(Exercise) Give the number of lines in these entries that contain "puddle", and nothing more.

▬▬▬▬▬▬▬▬▬▬

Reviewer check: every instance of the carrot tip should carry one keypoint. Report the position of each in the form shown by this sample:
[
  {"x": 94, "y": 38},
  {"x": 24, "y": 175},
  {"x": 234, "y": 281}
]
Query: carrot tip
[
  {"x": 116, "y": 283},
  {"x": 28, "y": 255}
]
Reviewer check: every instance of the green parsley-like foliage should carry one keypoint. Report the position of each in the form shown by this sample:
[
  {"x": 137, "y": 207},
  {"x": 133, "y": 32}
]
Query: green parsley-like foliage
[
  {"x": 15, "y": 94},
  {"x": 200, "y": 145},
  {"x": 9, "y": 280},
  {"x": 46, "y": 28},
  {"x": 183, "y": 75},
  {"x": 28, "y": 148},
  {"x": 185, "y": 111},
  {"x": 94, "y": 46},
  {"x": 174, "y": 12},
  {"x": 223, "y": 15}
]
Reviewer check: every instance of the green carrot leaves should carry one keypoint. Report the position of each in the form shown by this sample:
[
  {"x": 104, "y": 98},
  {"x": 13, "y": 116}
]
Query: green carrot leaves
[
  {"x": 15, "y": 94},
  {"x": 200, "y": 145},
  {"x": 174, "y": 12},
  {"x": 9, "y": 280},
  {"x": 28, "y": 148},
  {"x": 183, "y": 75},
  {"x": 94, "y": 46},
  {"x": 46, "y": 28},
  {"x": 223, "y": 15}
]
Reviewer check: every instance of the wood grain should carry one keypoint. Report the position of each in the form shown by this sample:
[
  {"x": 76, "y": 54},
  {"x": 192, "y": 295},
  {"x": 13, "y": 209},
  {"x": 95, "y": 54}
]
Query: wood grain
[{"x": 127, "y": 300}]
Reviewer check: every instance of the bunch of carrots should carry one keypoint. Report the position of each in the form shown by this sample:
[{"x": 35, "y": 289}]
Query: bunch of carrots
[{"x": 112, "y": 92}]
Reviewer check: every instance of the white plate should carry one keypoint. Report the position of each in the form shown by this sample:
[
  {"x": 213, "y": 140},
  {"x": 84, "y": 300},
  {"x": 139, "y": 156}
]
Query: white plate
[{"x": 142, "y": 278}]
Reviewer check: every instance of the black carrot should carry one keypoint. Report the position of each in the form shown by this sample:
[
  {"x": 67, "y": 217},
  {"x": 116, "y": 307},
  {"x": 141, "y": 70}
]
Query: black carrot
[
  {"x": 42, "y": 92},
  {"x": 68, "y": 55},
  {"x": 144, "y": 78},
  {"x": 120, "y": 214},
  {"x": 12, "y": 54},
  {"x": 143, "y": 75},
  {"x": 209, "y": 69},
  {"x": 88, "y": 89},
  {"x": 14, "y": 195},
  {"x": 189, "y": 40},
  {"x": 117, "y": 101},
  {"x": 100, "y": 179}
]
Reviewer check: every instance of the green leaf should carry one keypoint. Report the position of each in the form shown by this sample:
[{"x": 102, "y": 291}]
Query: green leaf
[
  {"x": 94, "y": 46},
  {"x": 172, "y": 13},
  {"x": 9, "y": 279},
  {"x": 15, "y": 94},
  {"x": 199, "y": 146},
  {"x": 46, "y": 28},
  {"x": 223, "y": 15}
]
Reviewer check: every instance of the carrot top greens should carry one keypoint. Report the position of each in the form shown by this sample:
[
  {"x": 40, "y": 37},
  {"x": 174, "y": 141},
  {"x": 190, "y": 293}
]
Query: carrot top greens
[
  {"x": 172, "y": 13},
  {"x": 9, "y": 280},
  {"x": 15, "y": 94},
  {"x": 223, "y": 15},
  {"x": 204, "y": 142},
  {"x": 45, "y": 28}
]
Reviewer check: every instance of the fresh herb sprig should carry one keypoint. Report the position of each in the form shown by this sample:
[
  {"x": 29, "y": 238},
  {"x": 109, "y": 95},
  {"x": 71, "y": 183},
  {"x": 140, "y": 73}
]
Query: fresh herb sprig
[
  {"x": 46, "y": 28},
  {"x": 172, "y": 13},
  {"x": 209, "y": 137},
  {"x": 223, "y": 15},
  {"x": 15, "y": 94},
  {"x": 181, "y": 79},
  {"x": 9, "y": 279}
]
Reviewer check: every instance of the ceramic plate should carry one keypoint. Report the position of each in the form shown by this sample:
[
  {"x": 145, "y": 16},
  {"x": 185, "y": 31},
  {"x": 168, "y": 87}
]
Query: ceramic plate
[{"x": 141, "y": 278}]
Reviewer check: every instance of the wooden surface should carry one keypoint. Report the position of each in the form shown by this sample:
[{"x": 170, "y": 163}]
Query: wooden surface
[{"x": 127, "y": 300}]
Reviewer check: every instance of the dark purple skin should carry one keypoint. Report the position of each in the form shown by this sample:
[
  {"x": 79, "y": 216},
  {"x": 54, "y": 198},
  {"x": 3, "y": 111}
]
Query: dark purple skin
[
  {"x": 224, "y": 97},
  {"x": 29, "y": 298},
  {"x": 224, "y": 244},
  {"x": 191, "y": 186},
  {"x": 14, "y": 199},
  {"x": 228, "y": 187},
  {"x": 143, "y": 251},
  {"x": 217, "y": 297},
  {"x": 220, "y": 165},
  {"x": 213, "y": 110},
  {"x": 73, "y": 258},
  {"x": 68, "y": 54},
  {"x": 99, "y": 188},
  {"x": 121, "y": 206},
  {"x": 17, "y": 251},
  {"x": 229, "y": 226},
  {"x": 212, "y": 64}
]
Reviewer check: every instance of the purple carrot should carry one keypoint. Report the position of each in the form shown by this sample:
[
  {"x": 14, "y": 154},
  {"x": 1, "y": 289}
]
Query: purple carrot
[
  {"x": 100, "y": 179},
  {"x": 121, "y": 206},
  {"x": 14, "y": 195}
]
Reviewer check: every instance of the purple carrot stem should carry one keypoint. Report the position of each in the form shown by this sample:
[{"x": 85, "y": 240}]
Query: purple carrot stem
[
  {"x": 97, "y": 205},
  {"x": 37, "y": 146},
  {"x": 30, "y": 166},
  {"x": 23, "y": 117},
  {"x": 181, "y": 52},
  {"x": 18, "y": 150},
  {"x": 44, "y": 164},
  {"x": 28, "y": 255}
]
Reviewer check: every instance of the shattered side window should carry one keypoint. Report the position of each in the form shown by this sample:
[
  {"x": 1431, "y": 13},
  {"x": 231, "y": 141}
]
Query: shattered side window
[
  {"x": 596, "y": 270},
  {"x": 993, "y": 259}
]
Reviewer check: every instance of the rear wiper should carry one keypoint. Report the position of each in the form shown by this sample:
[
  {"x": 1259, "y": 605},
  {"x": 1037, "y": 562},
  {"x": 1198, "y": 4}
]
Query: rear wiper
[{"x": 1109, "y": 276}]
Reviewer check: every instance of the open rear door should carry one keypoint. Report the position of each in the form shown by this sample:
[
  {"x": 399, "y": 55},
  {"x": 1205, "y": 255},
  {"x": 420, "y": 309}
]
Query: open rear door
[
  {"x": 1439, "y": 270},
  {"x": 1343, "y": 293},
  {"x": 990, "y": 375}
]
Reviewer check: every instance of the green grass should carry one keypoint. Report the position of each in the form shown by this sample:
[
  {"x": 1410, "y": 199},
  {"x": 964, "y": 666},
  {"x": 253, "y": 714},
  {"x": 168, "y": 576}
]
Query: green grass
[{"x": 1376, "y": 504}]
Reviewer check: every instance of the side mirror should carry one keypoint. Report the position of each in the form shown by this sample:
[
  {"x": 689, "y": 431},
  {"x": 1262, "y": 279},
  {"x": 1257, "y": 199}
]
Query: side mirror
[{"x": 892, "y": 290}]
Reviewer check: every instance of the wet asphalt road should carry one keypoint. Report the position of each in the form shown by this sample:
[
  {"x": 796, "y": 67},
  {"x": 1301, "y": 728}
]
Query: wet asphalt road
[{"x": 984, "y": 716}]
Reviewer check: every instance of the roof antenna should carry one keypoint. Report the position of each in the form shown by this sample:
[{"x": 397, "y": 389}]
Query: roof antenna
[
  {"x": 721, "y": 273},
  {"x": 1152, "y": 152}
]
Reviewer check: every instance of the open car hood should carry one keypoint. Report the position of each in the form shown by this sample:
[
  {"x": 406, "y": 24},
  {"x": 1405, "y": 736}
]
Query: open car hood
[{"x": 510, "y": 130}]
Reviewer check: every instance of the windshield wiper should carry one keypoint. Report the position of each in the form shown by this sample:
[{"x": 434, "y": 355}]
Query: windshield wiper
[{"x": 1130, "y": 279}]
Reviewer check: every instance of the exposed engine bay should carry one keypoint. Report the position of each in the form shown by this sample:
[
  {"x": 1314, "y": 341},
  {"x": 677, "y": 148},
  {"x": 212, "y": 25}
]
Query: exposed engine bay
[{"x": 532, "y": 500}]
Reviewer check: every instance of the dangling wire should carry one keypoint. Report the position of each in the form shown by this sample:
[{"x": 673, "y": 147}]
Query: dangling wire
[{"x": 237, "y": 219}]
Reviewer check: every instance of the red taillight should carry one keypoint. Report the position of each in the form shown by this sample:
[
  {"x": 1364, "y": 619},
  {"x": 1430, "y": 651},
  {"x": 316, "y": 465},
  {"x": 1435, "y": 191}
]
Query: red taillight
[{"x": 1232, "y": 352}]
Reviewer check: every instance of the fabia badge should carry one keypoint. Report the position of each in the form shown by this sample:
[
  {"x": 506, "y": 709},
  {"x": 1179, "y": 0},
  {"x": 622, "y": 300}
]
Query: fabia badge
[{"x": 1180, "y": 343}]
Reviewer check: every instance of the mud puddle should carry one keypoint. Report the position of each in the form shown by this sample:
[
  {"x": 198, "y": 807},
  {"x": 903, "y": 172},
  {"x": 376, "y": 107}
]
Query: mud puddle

▬▬▬▬▬▬▬▬▬▬

(Output for this exercise) 2